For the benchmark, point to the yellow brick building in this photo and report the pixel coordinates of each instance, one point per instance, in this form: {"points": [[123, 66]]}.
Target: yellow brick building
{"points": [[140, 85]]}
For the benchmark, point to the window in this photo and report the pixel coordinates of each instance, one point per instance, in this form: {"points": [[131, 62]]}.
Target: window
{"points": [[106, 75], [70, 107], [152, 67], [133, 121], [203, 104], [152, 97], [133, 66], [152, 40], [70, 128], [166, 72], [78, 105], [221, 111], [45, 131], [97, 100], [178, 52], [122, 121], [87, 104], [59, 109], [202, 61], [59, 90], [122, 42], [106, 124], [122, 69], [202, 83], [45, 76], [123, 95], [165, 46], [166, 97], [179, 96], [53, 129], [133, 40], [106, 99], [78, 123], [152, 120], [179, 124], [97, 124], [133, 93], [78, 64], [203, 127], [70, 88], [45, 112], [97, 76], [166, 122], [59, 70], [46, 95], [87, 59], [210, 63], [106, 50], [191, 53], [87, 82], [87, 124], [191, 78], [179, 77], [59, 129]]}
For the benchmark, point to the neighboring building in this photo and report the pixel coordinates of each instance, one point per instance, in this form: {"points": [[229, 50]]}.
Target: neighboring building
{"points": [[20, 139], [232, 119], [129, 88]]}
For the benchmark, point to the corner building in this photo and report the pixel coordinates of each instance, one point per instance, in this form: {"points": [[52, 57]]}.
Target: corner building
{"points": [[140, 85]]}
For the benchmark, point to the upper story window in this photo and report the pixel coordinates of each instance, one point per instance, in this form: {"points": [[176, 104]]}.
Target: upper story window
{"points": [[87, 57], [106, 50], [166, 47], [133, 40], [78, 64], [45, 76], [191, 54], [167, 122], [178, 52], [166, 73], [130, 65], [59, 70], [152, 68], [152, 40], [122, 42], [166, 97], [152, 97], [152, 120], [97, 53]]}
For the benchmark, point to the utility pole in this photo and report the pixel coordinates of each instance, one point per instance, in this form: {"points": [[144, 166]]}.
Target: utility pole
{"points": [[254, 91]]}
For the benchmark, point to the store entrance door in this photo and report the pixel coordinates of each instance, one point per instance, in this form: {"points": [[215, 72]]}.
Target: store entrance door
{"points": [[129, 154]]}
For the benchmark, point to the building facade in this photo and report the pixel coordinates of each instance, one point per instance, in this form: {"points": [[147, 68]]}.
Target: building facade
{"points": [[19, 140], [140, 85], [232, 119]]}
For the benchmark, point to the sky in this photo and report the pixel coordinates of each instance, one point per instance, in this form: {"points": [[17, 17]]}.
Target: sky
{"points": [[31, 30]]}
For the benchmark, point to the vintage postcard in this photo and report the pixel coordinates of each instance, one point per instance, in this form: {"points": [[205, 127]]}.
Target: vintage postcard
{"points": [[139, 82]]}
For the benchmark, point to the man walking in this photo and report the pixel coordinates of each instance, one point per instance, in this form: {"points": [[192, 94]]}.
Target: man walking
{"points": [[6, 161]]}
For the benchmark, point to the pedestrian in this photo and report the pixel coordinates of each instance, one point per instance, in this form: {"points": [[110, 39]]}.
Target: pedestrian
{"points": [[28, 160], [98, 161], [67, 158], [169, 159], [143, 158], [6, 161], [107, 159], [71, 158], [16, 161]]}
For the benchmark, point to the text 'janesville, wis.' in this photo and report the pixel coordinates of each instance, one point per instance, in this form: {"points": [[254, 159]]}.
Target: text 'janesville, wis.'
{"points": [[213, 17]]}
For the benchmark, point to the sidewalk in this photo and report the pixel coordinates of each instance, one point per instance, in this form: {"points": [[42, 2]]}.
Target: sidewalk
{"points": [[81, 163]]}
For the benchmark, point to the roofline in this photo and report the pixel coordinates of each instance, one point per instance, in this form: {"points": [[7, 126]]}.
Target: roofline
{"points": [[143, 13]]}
---
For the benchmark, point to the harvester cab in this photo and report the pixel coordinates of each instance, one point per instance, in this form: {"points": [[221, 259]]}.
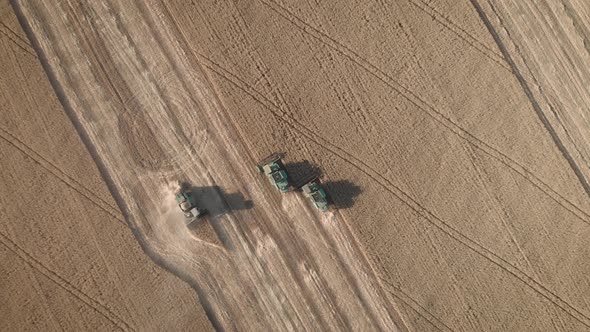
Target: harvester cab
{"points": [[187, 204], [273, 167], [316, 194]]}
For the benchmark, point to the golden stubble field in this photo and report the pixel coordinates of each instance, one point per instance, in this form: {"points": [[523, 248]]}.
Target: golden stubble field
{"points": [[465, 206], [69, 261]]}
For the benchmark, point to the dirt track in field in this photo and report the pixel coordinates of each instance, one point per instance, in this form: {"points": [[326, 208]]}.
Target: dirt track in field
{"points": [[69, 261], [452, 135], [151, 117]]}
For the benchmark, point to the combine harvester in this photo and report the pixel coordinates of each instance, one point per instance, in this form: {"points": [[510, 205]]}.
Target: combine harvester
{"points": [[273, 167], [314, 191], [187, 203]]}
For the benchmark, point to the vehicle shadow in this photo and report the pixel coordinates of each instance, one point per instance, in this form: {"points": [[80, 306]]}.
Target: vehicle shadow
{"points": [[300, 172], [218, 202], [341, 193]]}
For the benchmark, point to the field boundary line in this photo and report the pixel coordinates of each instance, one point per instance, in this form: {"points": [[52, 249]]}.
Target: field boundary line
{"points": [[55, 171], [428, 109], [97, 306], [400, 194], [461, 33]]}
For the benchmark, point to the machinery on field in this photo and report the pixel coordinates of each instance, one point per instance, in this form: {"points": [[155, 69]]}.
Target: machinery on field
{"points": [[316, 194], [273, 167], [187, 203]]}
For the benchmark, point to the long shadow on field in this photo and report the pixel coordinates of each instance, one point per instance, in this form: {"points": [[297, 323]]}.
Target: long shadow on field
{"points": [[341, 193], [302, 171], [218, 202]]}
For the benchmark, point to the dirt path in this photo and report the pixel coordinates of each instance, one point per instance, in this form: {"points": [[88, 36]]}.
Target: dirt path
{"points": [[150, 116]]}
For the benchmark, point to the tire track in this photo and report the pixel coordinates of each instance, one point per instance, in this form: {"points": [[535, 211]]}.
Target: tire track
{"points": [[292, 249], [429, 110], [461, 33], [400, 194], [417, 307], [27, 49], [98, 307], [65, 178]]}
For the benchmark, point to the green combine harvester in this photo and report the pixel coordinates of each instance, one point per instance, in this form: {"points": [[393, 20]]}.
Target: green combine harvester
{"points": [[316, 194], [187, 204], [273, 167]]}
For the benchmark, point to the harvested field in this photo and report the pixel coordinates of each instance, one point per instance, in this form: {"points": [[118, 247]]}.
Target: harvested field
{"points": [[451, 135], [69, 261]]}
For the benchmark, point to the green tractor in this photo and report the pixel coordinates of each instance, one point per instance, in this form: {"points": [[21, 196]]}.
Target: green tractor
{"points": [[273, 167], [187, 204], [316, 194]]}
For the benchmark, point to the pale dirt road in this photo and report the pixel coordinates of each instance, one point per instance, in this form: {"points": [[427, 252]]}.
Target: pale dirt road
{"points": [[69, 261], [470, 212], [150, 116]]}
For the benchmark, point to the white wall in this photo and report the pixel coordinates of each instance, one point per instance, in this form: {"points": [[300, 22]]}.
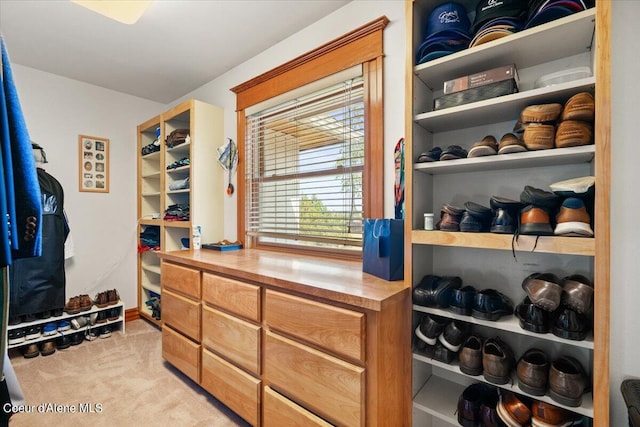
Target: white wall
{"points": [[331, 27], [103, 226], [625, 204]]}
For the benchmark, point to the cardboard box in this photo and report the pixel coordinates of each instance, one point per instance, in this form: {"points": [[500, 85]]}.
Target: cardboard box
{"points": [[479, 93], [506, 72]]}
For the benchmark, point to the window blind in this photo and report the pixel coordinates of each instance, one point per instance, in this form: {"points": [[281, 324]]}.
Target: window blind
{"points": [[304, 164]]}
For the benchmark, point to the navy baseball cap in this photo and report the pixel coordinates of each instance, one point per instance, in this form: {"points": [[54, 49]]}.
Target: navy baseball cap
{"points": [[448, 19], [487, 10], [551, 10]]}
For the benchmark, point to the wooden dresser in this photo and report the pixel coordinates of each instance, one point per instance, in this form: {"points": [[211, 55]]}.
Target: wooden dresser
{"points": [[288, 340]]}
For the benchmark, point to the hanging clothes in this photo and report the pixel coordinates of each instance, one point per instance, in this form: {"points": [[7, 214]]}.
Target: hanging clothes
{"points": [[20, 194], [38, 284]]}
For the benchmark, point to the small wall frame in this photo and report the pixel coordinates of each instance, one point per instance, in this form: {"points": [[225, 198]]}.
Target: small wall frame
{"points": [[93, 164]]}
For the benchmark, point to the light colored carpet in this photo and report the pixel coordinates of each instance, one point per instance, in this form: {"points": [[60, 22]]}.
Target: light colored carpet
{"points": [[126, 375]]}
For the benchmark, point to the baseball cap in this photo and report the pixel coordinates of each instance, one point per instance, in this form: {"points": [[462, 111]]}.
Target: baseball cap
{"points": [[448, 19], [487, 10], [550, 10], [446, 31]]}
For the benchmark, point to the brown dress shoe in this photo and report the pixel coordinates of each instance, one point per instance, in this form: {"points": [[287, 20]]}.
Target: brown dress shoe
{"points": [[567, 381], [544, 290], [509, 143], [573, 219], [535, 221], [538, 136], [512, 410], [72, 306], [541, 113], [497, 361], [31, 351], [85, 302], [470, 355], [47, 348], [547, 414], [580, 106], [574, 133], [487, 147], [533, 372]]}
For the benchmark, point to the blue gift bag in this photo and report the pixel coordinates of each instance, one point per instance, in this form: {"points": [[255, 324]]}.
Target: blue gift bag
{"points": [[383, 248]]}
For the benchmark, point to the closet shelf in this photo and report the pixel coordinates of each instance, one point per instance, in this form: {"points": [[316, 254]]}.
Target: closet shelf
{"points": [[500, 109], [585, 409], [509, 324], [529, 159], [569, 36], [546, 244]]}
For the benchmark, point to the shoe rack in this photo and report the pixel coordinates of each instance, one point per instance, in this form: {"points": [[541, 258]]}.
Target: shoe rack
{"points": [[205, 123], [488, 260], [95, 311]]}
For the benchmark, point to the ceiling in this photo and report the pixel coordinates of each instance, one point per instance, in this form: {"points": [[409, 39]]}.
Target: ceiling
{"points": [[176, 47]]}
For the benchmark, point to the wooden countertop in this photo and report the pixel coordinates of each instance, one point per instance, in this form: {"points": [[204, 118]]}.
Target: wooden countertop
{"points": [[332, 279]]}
...
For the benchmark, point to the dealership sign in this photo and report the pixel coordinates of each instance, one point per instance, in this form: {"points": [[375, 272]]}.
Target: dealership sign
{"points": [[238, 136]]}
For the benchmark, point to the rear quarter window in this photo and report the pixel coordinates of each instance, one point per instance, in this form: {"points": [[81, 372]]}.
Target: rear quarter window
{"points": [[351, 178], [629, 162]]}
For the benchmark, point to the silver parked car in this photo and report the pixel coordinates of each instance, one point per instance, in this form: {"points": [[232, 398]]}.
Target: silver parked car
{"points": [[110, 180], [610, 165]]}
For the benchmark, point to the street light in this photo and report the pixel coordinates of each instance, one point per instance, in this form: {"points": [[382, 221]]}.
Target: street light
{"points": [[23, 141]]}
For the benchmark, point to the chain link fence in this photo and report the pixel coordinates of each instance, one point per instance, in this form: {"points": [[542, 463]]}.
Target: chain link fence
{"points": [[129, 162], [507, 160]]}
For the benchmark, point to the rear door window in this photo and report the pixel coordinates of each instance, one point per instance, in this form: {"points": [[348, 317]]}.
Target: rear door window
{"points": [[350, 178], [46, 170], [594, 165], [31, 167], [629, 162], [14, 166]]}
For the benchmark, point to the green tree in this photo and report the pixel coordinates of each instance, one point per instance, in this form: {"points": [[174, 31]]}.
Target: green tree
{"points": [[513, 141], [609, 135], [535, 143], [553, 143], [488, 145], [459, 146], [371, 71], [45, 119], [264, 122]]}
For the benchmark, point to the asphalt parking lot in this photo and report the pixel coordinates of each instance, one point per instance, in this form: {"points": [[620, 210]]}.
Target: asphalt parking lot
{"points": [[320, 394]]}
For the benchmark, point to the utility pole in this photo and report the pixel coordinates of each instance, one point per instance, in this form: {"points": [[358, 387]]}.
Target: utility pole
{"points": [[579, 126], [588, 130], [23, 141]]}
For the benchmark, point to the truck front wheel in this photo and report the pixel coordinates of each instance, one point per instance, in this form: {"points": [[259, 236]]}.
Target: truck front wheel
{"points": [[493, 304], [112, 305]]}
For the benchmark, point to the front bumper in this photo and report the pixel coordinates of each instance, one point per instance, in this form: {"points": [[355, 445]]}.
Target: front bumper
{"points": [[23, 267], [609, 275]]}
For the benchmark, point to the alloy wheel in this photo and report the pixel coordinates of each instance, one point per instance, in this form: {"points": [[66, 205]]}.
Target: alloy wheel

* SHORT PROBLEM *
Could you give the lines of the records that open with the line containing "For the benchmark, point to the brown" and close with the line containing "Target: brown dress shoe" again, replacing "brown dress shoe" with "black leather boot" and changing nothing else?

* SOLUTION TO THE EXERCISE *
For the benchmark, point to the black leather boot in this photo and report the pixel coordinates of each instance, one point per instance, in this form: {"points": [[287, 20]]}.
Target: black leather boot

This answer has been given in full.